[WHAT IS NEEDED]
Answer these questions from the confusion matrix calculator page.
(a) Which separators may go between the true label and the predicted label on each line?
(b) In the matrix, what does each row stand for, and what does each column stand for?
(c) For single-label problems, what does micro averaging equal?

[SUPPLIED PASSAGE]
-=-=-

Confusion Matrix Calculator
Paste your actual,predicted label pairs and get a full confusion matrix with the metrics that go with it: overall accuracy, per-class precision, recall and F1, and macro, micro and weighted averages. It works for binary or multi-class problems with any label names, builds the matrix automatically, and computes everything in your browser.
How to use the Confusion Matrix Calculator
Provide one example per line as the true label, a separator (comma, tab or semicolon), then the predicted label — for instance spam,ham. The tool collects every distinct label, sorts them, and tallies each (actual, predicted) combination into the matrix, where the diagonal holds correct predictions and off-diagonal cells show exactly which classes are being confused for which. Cells are shaded so the mistakes stand out at a glance.
Below the matrix you get the metrics. Precision for a class is how many of the items predicted as that class were right; recall is how many of the actual members of that class were found; F1 is their harmonic mean. The summary cards show overall accuracy and the three standard ways of averaging F1 across classes — macro (treat every class equally), weighted (weight by how many true examples each class has), and micro (pool all decisions together). This is the same breakdown scikit-learn's classification report produces, computed instantly as you edit.
Reading a confusion matrix
A confusion matrix is a square table that lays a classifier's predictions against the truth. Each row is an actual class and each column a predicted class, so the cell at row i, column j counts the times something that was really class i got labelled class j. Correct predictions sit on the diagonal; everything off it is a specific, named mistake. That structure is far more informative than a single accuracy number, because it shows not just how often the model is wrong but how — whether it systematically confuses two similar classes, or floods one class with false positives.
From the matrix come the metrics that matter when accuracy alone misleads, which is most of the time on imbalanced data. Precision answers "when the model says this class, how often is it right?" and recall answers "of the real members of this class, how many did it catch?" — the two trade off against each other, and which you care about depends on whether false positives or false negatives are more costly. F1, their harmonic mean, is the usual single-number compromise. A spam filter wants high precision (don't junk real mail); a disease screen wants high recall (don't miss a case), and the confusion matrix makes that tension explicit per class.
Averaging across classes is where people slip up. Macro averaging treats every class as equally important regardless of size, so a rare class counts as much as a common one — good when minority classes matter. Weighted averaging scales each class by its support, so the result tracks overall performance on the data as it actually is distributed. Micro averaging pools all the true positives, false positives and false negatives before computing the metric, which for single-label problems equals overall accuracy. Reporting the right average for your goal — and showing the matrix alongside it — is what turns a model score into an honest description of behaviour.
Common use cases
- Classifier evaluation. Turn a list of predictions and truths into a full metrics report.
- Error analysis. Spot which classes a model confuses so you know where to add data.
- Imbalanced data. Look past accuracy to per-class precision, recall and the right average.
- LLM classification. Score an LLM used as a labeller against a gold set.

-=-=-

[ENTRIES PROVIDED]
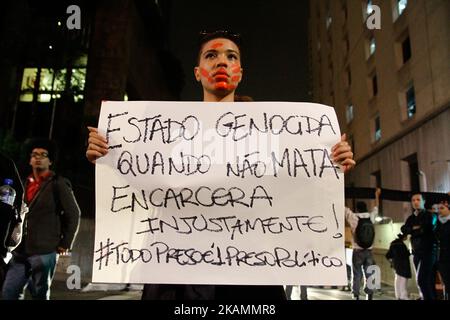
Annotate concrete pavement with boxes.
[47,281,400,300]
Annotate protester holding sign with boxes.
[86,31,355,300]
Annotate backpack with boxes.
[355,218,375,249]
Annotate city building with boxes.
[309,0,450,222]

-=-=-

[ANSWER TO THE EXERCISE]
(a) A comma, a tab, or a semicolon.
(b) Each row is an actual class, and each column is a predicted class.
(c) Overall accuracy.